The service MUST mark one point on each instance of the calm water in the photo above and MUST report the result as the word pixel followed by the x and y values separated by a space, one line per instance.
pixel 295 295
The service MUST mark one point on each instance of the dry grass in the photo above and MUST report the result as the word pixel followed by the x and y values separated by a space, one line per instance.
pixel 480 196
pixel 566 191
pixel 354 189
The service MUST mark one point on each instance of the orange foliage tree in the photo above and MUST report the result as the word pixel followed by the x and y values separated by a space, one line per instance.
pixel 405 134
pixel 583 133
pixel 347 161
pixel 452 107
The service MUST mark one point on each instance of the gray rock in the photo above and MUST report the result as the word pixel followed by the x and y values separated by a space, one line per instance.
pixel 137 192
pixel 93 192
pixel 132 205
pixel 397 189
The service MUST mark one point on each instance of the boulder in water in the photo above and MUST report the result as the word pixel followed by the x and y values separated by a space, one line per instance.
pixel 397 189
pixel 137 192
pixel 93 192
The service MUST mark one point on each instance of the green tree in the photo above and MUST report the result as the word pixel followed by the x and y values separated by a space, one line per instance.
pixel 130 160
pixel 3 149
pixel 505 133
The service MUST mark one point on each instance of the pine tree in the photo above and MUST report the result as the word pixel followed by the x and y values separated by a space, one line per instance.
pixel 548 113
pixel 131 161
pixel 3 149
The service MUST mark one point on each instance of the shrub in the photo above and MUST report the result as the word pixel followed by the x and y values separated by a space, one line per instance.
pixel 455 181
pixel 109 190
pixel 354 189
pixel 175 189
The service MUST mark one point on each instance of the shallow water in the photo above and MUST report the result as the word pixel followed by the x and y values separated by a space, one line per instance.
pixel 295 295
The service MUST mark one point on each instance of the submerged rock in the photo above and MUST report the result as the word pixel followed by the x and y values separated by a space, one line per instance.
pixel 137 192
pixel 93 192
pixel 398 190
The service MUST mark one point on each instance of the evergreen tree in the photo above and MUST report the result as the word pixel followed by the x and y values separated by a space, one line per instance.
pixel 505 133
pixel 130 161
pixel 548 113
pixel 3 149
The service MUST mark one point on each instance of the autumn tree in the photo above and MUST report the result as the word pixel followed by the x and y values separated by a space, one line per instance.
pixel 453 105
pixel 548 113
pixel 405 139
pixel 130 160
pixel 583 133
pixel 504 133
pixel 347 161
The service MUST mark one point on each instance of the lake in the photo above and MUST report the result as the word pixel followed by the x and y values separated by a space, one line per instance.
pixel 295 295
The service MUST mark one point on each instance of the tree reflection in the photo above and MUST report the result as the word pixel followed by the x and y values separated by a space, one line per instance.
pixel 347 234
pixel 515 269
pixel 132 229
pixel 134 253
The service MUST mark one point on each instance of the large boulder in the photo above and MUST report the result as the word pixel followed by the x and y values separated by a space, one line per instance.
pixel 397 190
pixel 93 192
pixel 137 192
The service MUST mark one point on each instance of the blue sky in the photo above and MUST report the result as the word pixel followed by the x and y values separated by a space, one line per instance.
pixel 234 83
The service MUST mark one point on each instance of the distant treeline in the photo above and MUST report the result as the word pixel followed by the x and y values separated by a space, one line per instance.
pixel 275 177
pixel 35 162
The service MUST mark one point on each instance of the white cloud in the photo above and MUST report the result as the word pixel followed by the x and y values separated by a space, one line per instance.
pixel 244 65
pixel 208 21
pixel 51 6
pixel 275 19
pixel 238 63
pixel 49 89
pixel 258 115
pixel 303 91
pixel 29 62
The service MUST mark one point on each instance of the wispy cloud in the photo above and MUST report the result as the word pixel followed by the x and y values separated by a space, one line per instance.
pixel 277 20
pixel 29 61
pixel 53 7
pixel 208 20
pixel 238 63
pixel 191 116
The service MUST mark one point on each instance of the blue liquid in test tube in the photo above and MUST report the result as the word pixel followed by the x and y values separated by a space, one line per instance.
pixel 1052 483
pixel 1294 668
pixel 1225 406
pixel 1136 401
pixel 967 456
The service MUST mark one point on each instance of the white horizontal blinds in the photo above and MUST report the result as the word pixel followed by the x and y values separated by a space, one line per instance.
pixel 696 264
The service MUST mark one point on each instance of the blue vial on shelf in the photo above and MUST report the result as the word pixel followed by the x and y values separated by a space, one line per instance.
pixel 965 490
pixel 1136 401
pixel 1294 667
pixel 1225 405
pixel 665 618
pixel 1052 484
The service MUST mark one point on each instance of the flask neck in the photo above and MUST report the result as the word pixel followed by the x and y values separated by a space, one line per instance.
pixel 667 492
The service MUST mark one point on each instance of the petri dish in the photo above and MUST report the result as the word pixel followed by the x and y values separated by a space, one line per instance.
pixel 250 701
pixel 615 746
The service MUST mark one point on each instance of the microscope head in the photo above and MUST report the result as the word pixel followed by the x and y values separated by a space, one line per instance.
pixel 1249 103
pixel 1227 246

◇ ◇ ◇ ◇

* **Problem to work on**: Repeat the data precisely, line by line.

* **Answer below**:
The service MUST mark one point on each instance of the calm water in the photo above and MUST report the result as the word pixel followed by the x and y values separated by a space, one line per instance.
pixel 295 295
The service MUST mark one point on each instance of the dry grass in the photo above and MUST report the result as the word pixel followed by the x and y values separated by a space, one line per instance.
pixel 480 196
pixel 566 191
pixel 354 189
The service MUST mark one point on each instance of the orange foliage tree in the photo above and MUST report the result as the word pixel followed by the x and y values separated by a space, one line per instance.
pixel 405 134
pixel 583 133
pixel 347 161
pixel 452 107
The service MUST mark one point on each instance of the gray rock in the photo above and MUST report the result as the word pixel followed by the x and y values separated by a space, one line per instance.
pixel 137 192
pixel 93 192
pixel 132 205
pixel 397 189
The service MUST mark one point on each instance of the boulder in water in the photo above and MUST report the result as the word pixel followed by the x and y values separated by a space, one line per instance.
pixel 397 189
pixel 137 192
pixel 93 192
The service MUST mark one point on each instance of the green tree in the photo above and MUST report the result as the word pixel followed by the x and y values separated by a space, one line per instance.
pixel 130 160
pixel 3 149
pixel 505 133
The service MUST mark one point on each instance of the pine tree in the photo above and MUST report the result as the word pixel followed by the x and y values separated by a space, one line per instance.
pixel 548 113
pixel 131 161
pixel 3 149
The service MUST mark one point on each instance of the shrub in the photo above and MUST report the result as the word pixel followed by the x and y values separated by a space, one line per instance.
pixel 455 181
pixel 109 190
pixel 354 189
pixel 175 189
The service MUST mark one point on each instance of the shallow water in the photo above and MUST report the result as the word pixel followed by the x and y values separated by a space, one line per instance.
pixel 295 295
The service MUST mark one point on each instance of the submerged rock in the photo above and MUST report the result as the word pixel followed by the x and y values separated by a space, one line per instance.
pixel 137 192
pixel 93 192
pixel 398 190
The service MUST mark one point on each instance of the evergreen tree in the photo above and MUST report the result as the word pixel followed by the x and y values separated by a space, one line per instance.
pixel 505 133
pixel 130 161
pixel 548 113
pixel 3 149
The service MUST mark one point on each instance of the autumn tree in the photo above and MUST report the result as the word pixel followed by the x and y values separated by a space, one line per instance.
pixel 453 105
pixel 548 113
pixel 405 139
pixel 130 160
pixel 583 133
pixel 504 133
pixel 347 161
The service MUST mark one point on each instance of the lake in the photo above and MUST report the result as the word pixel followed by the x and y values separated by a space, one line per instance.
pixel 295 295
The service MUST mark one point on each instance of the tree reflection in the photo above and MUST report the result as the word pixel followed by the x and y values separated by a space, one line per instance.
pixel 347 234
pixel 515 269
pixel 132 229
pixel 134 253
The service MUST mark one point on each instance of the large boulder in the photo above and MUST report the result as the word pixel followed by the x and y values separated by a space, one line per instance.
pixel 397 190
pixel 93 192
pixel 137 192
The service MUST mark one point on each instance of the blue sky in the photo above and MUST report the result as the word pixel followed by the x and y values separated by a space, one line per instance.
pixel 234 83
The service MUST mark one point on each instance of the distant treeline in the photo above and MUST report the result as the word pixel followed by the x and y values separated by a space, one line per instance.
pixel 275 177
pixel 35 162
The service MUST mark one point on each instance of the white cloud in the photo above and MUST report the result as the word pixel followed by the x and y values separated by a space, one line per instance.
pixel 244 65
pixel 208 21
pixel 51 6
pixel 275 19
pixel 238 63
pixel 49 89
pixel 258 115
pixel 303 91
pixel 29 62
The service MUST mark one point on each instance of the wispy cloud in the photo above and MUST report the result as the word pixel followed by the x and y values separated by a space, one line per instance.
pixel 277 20
pixel 29 61
pixel 53 7
pixel 208 20
pixel 238 63
pixel 191 116
The service MUST mark one point on each instance of the blue liquid in test tube in the photo above and MUST report the result as the word pixel followed by the x and y values separated by a space, one line per instance.
pixel 1052 483
pixel 1294 668
pixel 1225 406
pixel 1136 401
pixel 967 456
The service MUST mark one point on each instance of the white horizontal blinds in the photo above and MUST report the result as the word pixel followed by the x and y values separated by a space, one line per instance.
pixel 696 264
The service MUST mark one point on each instance of the blue vial on shelf in the photo above and MUST report the result as the word pixel followed by the x and y values separated by a space, one line per instance.
pixel 965 490
pixel 1136 401
pixel 1294 667
pixel 1225 405
pixel 665 618
pixel 1052 484
The service MUST mark one point on each instance of the flask neck in the photo above and MUST report the result as the word pixel followed by the x and y values separated by a space, one line per instance.
pixel 667 492
The service MUST mark one point on each instance of the petri dish in the photo above and MUST report the result as the word pixel followed by the x and y values separated by a space, one line per instance.
pixel 250 701
pixel 615 746
The service MUST mark one point on each instance of the microscope head in the photo above and MUST report the result as the word pixel followed by the x and y values separated by a space, one line per instance.
pixel 1249 103
pixel 1227 246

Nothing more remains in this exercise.